→ **Document segment**:
● ● ● ● ●

The real question, I suppose, is this. As we move into further into the digital age of the 21st Century what is a photograph?

Is it simply a document of what we saw? Is it an extension of personal vision that is only achievable through mixing and matching technique digitally? Is it something else? The answer is fairly simple. To me.

It depends. That’s the answer. It depends.

If I’m a photojournalist I’d better not be playing around with the original scene beyond various basic corrections. If I’m an artist I suppose I can do anything I want in order to make the picture say what I want it to say.

Of course, that begs a couple of questions.

I’m pretty sure the role and images of a photojournalist are fairly well-defined. But, art? Who or what defines that? One fellow blogger says that he’s a photographer. Pure and simple. It’s up to his audience to decide if his work is art. And, by extension, that he is an artist. I pretty much agree with that.

To a point.

Too many people take pictures of a sunset or a basic scenic without even consideration for light and shadow and call themselves “fine art photographers.” What’s artistic about those two scenarios? Point the camera and take a picture. That’s what I do. I don’t consider myself to be an artist.

Others ask why all this categorization is necessary. It isn’t. But, you brought it up.

Then, there are the others who want to know exactly what I did. A former follower was unhappy because I couldn’t tell her exactly what I did to make a picture look a certain way. I can’t, which is very different from I won’t. Although I have said that to a couple of people via Twitter. Make your own path. I experiment and tinker and plod along until I think I like something. Then I show it.

So there.

Wet Market in Hong Kong
Wet Market in Hong Kong

So. I’ll keep going.

This is a very early version of my digital experimentation. It’s from a time when I wanted to make a photograph look like something else entirely. Like a watercolor painting. I added some more stuff to it. And, there you have it.

● ● ● ● ●

→ **Short exercise**: In the essay on photography, rewrite the passage between "If I’m a photojournalist" and "want it to say.", inclusive, swapping "basic corrections" for "minor adjustments".

● ● ● ● ●

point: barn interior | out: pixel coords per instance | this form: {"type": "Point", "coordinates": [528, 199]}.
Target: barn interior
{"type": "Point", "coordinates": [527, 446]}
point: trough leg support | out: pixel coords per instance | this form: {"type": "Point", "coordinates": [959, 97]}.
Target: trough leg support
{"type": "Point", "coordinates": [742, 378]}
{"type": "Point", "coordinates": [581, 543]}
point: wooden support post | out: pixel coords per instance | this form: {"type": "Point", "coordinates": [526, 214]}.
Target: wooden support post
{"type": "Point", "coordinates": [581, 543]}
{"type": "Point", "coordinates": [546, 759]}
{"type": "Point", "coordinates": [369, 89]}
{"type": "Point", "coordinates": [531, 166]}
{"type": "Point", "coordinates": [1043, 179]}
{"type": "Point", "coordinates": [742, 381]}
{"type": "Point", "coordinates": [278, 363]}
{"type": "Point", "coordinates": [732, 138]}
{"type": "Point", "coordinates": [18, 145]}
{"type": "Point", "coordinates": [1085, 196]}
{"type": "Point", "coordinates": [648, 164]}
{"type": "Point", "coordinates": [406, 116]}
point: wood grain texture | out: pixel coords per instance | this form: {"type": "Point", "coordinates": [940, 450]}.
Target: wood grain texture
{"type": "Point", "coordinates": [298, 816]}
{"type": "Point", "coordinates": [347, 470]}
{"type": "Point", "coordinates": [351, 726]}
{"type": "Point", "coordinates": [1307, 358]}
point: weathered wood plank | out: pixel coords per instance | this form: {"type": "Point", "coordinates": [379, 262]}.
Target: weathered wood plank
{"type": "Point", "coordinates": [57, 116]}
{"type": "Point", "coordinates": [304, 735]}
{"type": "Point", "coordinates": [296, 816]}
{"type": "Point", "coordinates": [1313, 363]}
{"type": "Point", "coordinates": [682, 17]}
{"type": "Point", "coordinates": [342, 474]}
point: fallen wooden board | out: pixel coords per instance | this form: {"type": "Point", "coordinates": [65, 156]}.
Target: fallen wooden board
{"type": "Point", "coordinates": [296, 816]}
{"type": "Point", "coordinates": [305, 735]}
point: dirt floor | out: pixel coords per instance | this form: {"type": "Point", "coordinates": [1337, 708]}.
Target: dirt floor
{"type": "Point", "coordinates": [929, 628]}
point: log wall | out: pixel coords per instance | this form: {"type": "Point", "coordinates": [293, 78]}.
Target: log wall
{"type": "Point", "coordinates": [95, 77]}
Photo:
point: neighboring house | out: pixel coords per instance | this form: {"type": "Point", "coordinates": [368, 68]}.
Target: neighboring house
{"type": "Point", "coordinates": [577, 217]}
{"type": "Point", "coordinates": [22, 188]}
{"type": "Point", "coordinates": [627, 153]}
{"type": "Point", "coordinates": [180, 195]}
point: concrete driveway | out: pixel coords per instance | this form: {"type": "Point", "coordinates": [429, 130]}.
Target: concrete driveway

● ● ● ● ●

→ **Result of this task**:
If I’m a photojournalist I’d better not be playing around with the original scene beyond various minor adjustments. If I’m an artist I suppose I can do anything I want in order to make the picture say what I want it to say.